Pointing records:
▽

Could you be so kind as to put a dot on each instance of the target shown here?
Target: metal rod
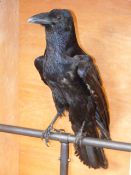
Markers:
(64, 137)
(64, 158)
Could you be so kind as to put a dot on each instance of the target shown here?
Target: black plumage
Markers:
(75, 83)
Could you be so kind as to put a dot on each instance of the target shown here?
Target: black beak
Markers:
(41, 18)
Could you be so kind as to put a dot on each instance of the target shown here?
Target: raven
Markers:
(75, 83)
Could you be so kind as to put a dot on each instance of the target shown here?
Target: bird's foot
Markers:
(46, 133)
(79, 135)
(78, 139)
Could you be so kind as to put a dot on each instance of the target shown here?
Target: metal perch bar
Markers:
(67, 138)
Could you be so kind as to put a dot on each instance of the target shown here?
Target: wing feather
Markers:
(88, 72)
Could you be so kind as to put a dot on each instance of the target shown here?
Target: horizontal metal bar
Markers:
(67, 138)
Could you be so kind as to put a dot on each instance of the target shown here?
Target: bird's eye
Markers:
(58, 17)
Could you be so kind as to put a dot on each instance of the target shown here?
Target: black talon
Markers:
(47, 132)
(79, 135)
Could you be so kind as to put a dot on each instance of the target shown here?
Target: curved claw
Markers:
(46, 135)
(47, 132)
(78, 139)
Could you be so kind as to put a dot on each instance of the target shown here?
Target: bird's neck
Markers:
(59, 42)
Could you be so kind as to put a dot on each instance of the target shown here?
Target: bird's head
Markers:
(56, 18)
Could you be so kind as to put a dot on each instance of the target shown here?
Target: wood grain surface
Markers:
(104, 31)
(9, 147)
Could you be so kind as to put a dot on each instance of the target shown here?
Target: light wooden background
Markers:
(104, 31)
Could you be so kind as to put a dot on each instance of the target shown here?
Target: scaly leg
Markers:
(80, 135)
(47, 132)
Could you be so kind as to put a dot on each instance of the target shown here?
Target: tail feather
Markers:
(92, 156)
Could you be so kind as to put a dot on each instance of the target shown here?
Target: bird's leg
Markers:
(80, 135)
(47, 132)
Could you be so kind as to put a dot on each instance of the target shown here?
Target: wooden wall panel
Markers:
(104, 31)
(8, 84)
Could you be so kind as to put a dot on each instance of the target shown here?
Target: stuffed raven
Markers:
(75, 84)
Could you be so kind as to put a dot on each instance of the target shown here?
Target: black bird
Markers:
(75, 83)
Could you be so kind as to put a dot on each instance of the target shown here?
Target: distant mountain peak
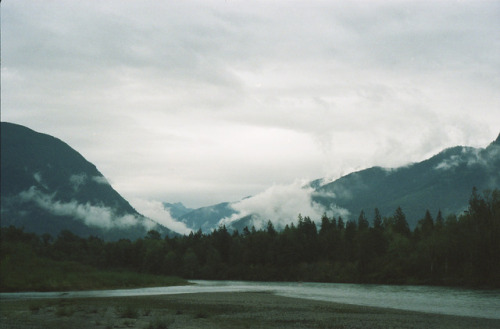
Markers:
(47, 187)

△

DESCRIPTION OF THE TASK →
The records above are to be reproduced exactly; the pictures are to be left out.

TASK RESULT →
Could you be so kind as to put a dot on each instance of the target shown here?
Target: metal rod
Markers:
(64, 137)
(64, 158)
Could you be so kind as to put a dot on each instance of the target shown here?
Target: black plumage
Markers:
(75, 83)
Could you be so kind as to put a dot on each instance of the target shown here?
Target: black beak
Markers:
(41, 18)
Could you be so kind as to put a dot on each instance of the target shown here?
Target: raven
Markers:
(75, 83)
Could you be so kind as to put a dot on each instance of the target shown here?
Target: bird's foot
Markers:
(46, 133)
(79, 135)
(78, 139)
Could you be so kind as to put a dot on each instance of the target shown here?
Target: metal perch bar
Markers:
(67, 138)
Could you be so kind as to put a dot on each instance of the target shown here?
Target: wing feather
Markers:
(88, 72)
Could you be so kind as to put a dot on each instance of the target shown here?
Target: horizontal metal bar
Markers:
(67, 138)
Could you be so kind as to put a dot on each instance of the target shown here?
Target: bird's eye
Markers:
(58, 17)
Could you be so kind as to put a dot on each instance of the target shown here?
Target: black talon
Markers:
(47, 132)
(79, 135)
Could you be so kind as to put a dot on each instance of the target shown here?
Target: curved claw
Markers:
(46, 135)
(47, 132)
(78, 139)
Could you be so kind as to put a dot on each instance of the target shown here?
Target: bird's neck
Markers:
(59, 42)
Could you be so kind as to put a dot on each instance of the target shown here?
Target: bird's head
Markers:
(56, 18)
Could you be so kind as to put a dot on each instance of the target shown here?
Target: wood grain surface
Markers:
(104, 31)
(9, 147)
Could you be so kind as to put a dot on each instance of the target shown here?
Target: light wooden background
Markers:
(104, 31)
Could you be so kind as to put a dot on each instance of the target shown here?
Target: scaly leg
Markers:
(80, 135)
(47, 132)
Could you be so kind as to put a dot on each instance of the target shown here?
Target: tail feather
Markers:
(92, 156)
Could you be so kind as to put a dot on each instance of the target shown here?
Target: bird's leg
Markers:
(80, 135)
(47, 132)
Could you be so kind as to put a dot on each instance of the target shown here?
Target: wooden wall panel
Markers:
(104, 31)
(8, 84)
Could you be so kind as to put a dot on each instance of the target shown here?
Target: stuffed raven
Markers:
(75, 84)
Could you be so kind as to put a dot on each instance of the target shown here?
Target: black bird
Markers:
(75, 83)
Could you be so kind as to put a dot on each instance of the target shown here?
Target: distant mountain peak
Markers:
(47, 187)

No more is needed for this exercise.